● THE PROBLEM:
Only an exact copy of the entries, stripped of pictures, will serve as the answer.

● RECORDS SUPPLIED:

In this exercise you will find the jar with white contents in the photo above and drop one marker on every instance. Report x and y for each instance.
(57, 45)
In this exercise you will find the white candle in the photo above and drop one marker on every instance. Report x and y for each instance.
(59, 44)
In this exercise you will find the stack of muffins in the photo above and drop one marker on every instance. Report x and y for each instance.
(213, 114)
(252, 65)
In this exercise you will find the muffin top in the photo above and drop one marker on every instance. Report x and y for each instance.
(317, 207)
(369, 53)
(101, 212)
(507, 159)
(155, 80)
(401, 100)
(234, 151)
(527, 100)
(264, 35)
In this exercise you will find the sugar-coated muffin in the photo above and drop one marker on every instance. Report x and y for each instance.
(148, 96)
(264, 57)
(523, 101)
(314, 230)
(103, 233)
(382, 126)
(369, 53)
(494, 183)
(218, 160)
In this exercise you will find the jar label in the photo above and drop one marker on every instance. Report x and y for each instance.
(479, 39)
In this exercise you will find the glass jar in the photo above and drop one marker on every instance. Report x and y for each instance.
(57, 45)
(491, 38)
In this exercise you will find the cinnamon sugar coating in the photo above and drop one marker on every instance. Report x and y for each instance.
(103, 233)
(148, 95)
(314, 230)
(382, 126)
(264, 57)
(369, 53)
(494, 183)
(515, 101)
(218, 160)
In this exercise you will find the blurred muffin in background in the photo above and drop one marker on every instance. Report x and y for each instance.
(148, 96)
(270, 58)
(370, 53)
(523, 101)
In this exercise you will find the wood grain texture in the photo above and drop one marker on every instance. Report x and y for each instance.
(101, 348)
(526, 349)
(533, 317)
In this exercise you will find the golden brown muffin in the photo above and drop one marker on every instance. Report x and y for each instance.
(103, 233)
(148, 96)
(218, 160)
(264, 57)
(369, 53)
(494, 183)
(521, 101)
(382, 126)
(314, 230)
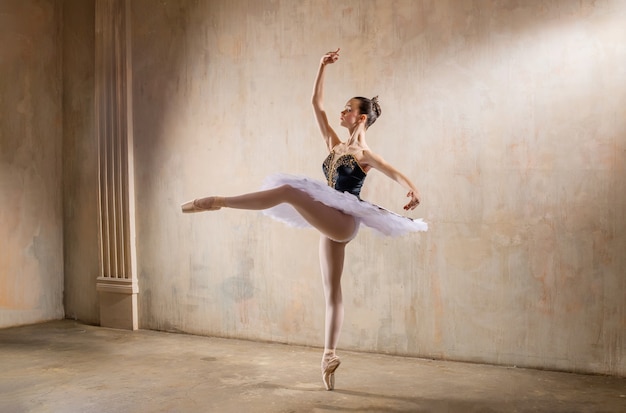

● ANSWER FOR THE TASK:
In this exercise you will find the jar with white contents in the photo above and drop one marker on every instance. Report x and y for each instance.
(57, 45)
In this exercise you will find the white candle in the photo above and drop one marker on every instance. Report x and y for each instance.
(59, 44)
In this exercise you will find the stack of muffins in the photo above and drop one marker on every instance. Report x and y for each instance.
(213, 114)
(252, 65)
In this exercise you will find the muffin top in the photo above and drop one marker on every instance. Report x and y for each instance.
(317, 207)
(369, 53)
(101, 212)
(507, 159)
(155, 80)
(401, 100)
(234, 151)
(527, 100)
(264, 35)
In this exercise you will find the sugar-coated muffin in the photo above and drop one marker on every instance. Report x and y for each instance.
(148, 96)
(264, 57)
(523, 101)
(314, 230)
(103, 233)
(382, 126)
(369, 53)
(494, 183)
(218, 160)
In this exercise you will find the jar label in the photo above and drop one marker on every instance. Report x and y for each instance.
(479, 39)
In this exercise you will find the glass jar in the photo above and drop one marker on every instance. Report x and y for each instance.
(57, 45)
(491, 38)
In this exercise you will find the cinnamon sugar coating in the photo above and drop one marker on every instance. Report x and y for each instance.
(103, 233)
(148, 95)
(314, 230)
(382, 126)
(264, 57)
(369, 53)
(494, 183)
(515, 101)
(218, 160)
In this exercise you will find the blurred muffin in background in the photo above and drop one marker on every instance. Report x and y for each instance.
(148, 96)
(270, 58)
(370, 53)
(523, 101)
In this exercise you will find the wood grain texture in the photo above and drop one marker on every instance. Report x and y for each instance.
(101, 348)
(526, 349)
(533, 317)
In this exercise you will find the golden brown muffin in the photo above and drop one marker on every instance. Report x and y for each instance.
(103, 233)
(148, 96)
(218, 160)
(264, 57)
(369, 53)
(494, 183)
(521, 101)
(382, 126)
(314, 230)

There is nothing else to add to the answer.